Saturday, November 27, 2010

Nabemono 鍋物

Nabe 鍋 means "pot". Nabemono is an all inclusive term of any hot pot dish but often the dish itself is called "nabe". Any dish you cook (usually on the table) in a pot (most often earthenware) with broth is called "nabe" or "nabemono". Sukiyaki  すき焼き, shabu-shabu しゃぶしゃぶ and oden おでん may be considered types of nabe in a broad sense but I do not think it is appropriate to include them in "nabemono". Depending on the ingredients and seasoning of the broth, you have many variations and many names of "nabe". Whatever the name, in cold winter days, nabemono is one of the most comforting  and warming dishes. The types of broth seasonings could be;

1) Dashi without seasoning; When your broth is not seasoned, you use a dipping sauce such as ponzu. Tarachirinabe タラちり鍋. Mizutaki 鶏の水炊き, and Yudoufu 湯豆腐 are three such examples.
2) Dashi and soy sauce based; Yosebabe 寄せ鍋 is the best example.
3) Dashi and miso based; Chankonabe  ちゃんこ鍋, Ishikarinabe 石狩鍋, and Dotenabe 土手鍋 are three such examples.

● DIRECTIVE A:
Answer these from the post on nabemono, one answer a line, marked the same way:
(i) What does the word "nabe" mean?
(ii) When the broth is dashi without seasoning, what kind of sauce is used?
(iii) Which three dishes are given as examples of dashi and miso based broth?
● DIRECTIVE B: Please carry on the post about nabemono past its final line, in the same style.
The records below the hot pot post come from a separate source.

● RECORDS SUPPLIED:
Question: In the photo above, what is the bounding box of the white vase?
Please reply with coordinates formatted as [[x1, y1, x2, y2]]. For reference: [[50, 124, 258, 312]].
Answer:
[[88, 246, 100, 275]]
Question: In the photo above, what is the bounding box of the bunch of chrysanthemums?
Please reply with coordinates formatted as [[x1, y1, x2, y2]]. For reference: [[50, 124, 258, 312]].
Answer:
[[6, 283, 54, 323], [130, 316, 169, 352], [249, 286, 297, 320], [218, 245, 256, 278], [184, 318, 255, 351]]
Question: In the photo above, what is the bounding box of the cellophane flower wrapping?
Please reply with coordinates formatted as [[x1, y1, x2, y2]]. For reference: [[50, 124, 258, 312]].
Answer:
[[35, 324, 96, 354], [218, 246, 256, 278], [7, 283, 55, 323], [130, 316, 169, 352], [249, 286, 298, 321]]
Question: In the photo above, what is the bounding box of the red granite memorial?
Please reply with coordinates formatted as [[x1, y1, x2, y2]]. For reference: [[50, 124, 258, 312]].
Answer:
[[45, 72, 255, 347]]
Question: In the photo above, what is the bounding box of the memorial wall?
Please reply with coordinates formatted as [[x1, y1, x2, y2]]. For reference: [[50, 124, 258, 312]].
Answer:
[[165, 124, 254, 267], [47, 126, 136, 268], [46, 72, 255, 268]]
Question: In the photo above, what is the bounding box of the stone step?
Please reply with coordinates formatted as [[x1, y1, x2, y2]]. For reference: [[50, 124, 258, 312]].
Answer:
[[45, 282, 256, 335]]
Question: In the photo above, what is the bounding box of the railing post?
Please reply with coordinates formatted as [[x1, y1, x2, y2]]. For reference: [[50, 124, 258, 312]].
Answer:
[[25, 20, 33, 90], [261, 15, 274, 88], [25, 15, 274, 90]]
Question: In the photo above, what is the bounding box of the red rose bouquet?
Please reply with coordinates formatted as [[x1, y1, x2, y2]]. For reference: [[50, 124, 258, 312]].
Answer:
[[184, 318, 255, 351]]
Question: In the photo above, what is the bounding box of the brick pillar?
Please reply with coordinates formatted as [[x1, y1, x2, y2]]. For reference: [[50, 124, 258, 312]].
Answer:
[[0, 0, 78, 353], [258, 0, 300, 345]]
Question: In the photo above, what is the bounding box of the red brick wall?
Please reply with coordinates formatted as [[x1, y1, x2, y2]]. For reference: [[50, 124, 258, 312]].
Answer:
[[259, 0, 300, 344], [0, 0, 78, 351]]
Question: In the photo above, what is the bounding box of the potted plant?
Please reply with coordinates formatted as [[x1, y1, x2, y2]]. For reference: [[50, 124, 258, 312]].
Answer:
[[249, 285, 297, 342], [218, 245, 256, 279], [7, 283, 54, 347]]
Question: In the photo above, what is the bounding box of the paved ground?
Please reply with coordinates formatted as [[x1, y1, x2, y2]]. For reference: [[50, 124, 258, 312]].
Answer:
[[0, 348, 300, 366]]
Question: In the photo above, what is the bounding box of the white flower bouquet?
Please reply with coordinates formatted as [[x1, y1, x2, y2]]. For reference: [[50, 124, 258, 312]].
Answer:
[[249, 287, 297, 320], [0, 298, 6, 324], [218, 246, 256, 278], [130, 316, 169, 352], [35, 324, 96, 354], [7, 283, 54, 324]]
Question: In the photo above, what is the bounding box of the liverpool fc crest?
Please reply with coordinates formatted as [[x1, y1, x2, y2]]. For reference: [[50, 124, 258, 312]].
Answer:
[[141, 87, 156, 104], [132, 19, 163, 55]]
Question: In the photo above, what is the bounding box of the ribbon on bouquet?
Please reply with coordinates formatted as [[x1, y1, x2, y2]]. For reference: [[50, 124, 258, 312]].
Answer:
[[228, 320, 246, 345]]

● ANSWER A:
(i) "Pot."
(ii) A dipping sauce such as ponzu.
(iii) Chankonabe, Ishikarinabe, and Dotenabe.

● ANSWER B:
Since other ingredients will impart lots of flavor to the broth, the starting broth is usually a simple kelp broth. In terms of the ingredients, you could limit them to only a few items (like yudoufu in which only tofu or tofu and nappa cabbage are usually used) or you could add anything including sea food, meat, vegetables, tofu, fish cake and more, as is done in chankonabe and yosenabe. There are no rules (although there are some guide lines). The name of the nabe changes based on the ingredients, locality, and types of broth.
Here is one example I made one evening in a small one person pot. I am not sure what I should call this. A type of yosenabe but I used mostly vegetables and at the very end decided to add shrimp. I first made dashi from kelp and a "dashi pack". This is like a tea bag but instead of tea, combination of pulverized bonito flakes, dried fish and kelp (there are several different kinds) are placed in the bag. It is much better than granulated instant dashi but still very convenient. I seasoned the broth with mirin, sake and soy sauce (to taste, since I did not measure). I started with the ingredients which take the longest time to cook. In my case, I added daikon (halved and thinly sliced) and carrot (sliced a bit thicker than the daikon) first, then after 10 minutes or so, I added the white part of Nappa cabbage or Hakusai 白菜, tofu 豆腐, followed by (after 5 minutes) maitake mushroom 舞茸, green parts of Nappa, scallion, and finally shrimp.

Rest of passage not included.